## TEXTE
Bacon et la méthode des sciences naturelles.

Il n’y a guère dans l’histoire de la philosophie de nom qui ait fait plus de bruit que celui de François Bacon. Pour l’auteur de l’Instauratio magna, la gloire est venue vite et a duré. Si les adversaires ne lui ont jamais manqué, le nombre de ses admirateurs a toujours été plus grand encore, de sorte que le murmure des jugements sévères était couvert par le concert des éloges. Il semble que depuis un temps un revirement d’opinion se soit produit : les louanges n’ont pas cessé, mais ce sont maintenant les critiques qui retentissent et prédominent ; on dirait que, contrairement aux lois ordinaires de la perspective historique, la figure de Bacon diminue à mesure qu’on la regarde de plus loin.

Veut-on n’écouter que les savants, et les plus illustres ? Quelle différence, par exemple, entre le langage de Laplace et celui de M. Claude Bernard, entre les paroles enthousiastes de d’Alembert et les reproches tantôt amers, tantôt méprisants de M. Justus de Liebig !C’est à se demander si ces esprits éminents apprécient la même doctrine et jugent le même génie. Aux yeux de d’Alembert, François Bacon est un grand homme « dont les ouvrages si justement estimés et plus estimés encore qu’ils ne sont connus, méritent encore plus notre lecture que nos éloges[1]. » Or, parmi ces ouvrages, le Nouvel organe des sciences est celui que d’Alembert place le plus haut. Tout autre est le sentiment de M. Claude Bernard. « Ceux, dit-il, qui ont

  1. Discours préliminaire de l’Encyclopédie, 2e  partie.

## DONNÉES FOURNIES
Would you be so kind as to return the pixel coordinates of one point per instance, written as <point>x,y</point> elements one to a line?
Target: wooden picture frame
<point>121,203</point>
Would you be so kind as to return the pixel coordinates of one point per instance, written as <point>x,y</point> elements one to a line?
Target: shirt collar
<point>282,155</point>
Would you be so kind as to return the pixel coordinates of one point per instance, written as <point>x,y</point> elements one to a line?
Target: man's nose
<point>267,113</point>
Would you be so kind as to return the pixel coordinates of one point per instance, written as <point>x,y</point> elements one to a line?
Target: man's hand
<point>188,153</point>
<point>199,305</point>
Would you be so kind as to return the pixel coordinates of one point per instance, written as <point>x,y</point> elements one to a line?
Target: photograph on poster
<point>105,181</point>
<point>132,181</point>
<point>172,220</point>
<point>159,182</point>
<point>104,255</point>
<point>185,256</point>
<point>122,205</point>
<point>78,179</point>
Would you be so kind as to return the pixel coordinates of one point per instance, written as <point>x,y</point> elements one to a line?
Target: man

## VOTRE CONSIGNE
Dans le texte sur Bacon, relevez le nom de chaque savant dont le passage commençant par « Veut-on n’écouter que les savants » oppose les jugements sur Bacon.

## VOTRE RÉPONSE
- Laplace
- Claude Bernard
- d’Alembert
- Justus de Liebig